__What the task requires__: Both the line with "Show me the mouth in the picture above." and the line with "Show me the light" in the records below must appear in the output, along with every line between them, exactly and with nothing added.

#### Source data ####

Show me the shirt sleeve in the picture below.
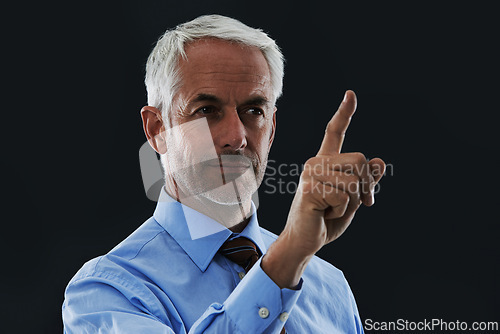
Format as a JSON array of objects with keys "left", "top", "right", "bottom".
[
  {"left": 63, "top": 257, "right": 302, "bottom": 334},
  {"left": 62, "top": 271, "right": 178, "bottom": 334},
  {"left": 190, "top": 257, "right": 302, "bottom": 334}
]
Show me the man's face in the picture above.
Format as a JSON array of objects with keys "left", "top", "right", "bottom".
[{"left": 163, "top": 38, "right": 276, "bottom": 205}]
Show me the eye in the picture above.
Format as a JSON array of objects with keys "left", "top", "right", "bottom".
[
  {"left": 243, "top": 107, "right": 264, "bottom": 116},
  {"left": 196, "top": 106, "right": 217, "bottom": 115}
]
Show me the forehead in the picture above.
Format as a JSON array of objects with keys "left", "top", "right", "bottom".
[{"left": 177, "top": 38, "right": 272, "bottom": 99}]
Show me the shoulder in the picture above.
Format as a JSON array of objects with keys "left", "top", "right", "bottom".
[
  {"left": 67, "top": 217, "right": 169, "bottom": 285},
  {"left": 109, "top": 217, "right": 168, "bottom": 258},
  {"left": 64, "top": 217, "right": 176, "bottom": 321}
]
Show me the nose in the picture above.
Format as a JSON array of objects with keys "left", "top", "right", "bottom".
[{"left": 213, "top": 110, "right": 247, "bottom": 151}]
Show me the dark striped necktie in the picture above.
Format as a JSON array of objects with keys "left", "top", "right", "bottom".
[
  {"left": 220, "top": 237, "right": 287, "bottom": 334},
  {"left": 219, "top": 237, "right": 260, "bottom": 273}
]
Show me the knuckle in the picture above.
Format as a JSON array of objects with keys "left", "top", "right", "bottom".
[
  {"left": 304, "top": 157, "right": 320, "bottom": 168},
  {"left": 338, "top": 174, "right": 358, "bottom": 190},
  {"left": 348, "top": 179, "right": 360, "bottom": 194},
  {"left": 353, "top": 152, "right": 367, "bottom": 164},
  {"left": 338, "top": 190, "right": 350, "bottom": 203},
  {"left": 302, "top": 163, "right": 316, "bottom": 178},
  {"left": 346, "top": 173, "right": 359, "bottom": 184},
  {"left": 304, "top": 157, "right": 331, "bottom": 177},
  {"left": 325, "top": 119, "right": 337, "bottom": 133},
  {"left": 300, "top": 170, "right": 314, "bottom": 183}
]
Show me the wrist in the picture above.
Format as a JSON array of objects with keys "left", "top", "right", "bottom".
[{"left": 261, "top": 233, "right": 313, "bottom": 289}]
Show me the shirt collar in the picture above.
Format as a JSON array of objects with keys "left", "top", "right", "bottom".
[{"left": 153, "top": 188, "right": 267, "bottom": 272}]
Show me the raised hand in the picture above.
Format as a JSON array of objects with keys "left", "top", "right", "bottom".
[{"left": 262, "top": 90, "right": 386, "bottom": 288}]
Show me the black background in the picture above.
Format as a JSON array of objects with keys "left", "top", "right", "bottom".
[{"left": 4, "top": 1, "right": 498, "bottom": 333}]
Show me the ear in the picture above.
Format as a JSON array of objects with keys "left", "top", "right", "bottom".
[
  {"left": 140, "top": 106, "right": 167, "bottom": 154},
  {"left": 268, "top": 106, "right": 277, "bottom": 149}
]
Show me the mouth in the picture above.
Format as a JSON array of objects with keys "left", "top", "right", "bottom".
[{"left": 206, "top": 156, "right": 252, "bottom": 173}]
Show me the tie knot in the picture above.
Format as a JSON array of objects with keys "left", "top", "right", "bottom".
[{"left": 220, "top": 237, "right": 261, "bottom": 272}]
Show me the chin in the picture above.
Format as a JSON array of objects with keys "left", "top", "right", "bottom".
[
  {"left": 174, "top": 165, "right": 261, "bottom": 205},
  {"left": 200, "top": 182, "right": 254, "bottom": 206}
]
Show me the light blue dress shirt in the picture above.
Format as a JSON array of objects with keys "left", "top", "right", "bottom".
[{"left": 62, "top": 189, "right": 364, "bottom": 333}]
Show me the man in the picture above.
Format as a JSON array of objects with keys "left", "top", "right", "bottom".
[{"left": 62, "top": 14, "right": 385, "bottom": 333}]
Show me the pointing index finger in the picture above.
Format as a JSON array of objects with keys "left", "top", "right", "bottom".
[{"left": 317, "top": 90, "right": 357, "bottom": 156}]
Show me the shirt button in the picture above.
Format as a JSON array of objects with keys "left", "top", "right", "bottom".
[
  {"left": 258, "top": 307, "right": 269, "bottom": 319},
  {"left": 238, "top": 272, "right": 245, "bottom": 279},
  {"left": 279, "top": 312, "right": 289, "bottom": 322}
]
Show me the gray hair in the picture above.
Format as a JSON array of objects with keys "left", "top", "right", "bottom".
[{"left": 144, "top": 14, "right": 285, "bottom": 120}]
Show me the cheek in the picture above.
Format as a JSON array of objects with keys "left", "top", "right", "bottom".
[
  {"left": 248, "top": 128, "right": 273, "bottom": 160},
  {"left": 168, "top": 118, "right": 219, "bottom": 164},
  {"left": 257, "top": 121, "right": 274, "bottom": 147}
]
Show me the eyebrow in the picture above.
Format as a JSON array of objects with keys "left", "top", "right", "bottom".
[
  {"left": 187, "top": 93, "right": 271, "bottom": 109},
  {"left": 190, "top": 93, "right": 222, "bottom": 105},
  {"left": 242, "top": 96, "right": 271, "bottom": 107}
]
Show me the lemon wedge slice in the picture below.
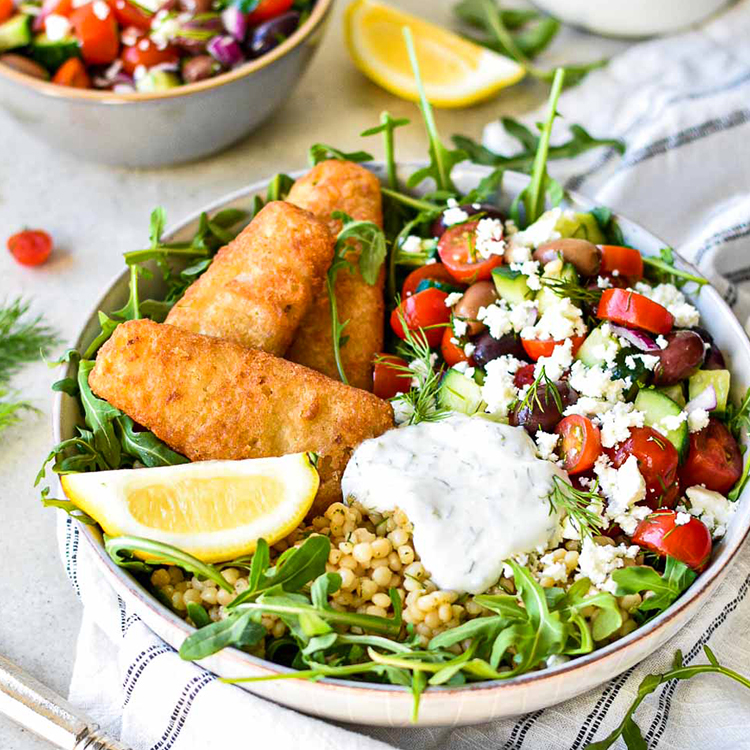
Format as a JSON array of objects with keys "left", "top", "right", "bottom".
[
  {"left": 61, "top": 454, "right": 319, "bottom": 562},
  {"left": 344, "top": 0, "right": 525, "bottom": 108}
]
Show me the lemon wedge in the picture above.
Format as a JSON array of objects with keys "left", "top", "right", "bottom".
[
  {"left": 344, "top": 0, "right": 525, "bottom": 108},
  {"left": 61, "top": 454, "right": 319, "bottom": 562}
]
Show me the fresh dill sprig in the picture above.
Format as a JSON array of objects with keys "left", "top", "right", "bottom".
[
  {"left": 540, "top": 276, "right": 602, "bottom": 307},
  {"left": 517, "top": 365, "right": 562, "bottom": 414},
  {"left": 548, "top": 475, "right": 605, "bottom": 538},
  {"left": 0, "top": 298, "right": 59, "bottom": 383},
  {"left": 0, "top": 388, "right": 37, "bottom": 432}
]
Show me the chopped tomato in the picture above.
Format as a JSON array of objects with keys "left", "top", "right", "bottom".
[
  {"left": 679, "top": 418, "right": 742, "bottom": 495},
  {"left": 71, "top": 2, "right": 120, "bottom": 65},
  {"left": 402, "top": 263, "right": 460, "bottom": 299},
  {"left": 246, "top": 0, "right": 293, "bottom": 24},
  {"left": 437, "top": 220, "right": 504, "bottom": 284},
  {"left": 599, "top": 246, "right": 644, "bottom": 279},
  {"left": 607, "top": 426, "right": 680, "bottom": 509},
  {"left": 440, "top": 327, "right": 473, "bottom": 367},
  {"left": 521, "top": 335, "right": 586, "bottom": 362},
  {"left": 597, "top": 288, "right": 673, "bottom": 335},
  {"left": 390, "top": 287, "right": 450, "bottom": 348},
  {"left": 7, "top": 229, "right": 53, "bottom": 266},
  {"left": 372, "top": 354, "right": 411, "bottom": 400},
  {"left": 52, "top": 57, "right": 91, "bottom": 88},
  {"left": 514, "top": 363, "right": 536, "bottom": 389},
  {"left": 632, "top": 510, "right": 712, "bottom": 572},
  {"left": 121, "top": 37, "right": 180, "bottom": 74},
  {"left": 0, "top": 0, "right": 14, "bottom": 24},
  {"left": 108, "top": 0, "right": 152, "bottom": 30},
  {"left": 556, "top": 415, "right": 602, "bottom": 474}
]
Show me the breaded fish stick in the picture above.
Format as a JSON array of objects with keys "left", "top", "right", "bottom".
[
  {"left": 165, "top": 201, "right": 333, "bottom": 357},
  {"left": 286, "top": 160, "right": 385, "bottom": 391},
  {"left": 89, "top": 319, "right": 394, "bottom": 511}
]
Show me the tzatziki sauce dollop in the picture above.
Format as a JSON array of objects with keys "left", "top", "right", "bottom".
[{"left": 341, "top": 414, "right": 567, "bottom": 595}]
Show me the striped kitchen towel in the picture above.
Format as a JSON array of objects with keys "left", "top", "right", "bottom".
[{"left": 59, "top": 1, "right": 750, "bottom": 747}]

####

__Task answer__:
Show me the mouth in the picture above.
Format as a JSON array of objects with keys "left", "top", "right", "bottom".
[{"left": 206, "top": 156, "right": 252, "bottom": 173}]
Show me the tie knot in the picture above.
Format as a JSON array of objects with keys "left", "top", "right", "bottom".
[{"left": 220, "top": 237, "right": 261, "bottom": 272}]
Show me the chin in the picture above.
Format as a JSON array of objects with keys "left", "top", "right", "bottom".
[
  {"left": 174, "top": 165, "right": 261, "bottom": 205},
  {"left": 200, "top": 182, "right": 254, "bottom": 206}
]
Show me the light blue dress shirt in the picture above.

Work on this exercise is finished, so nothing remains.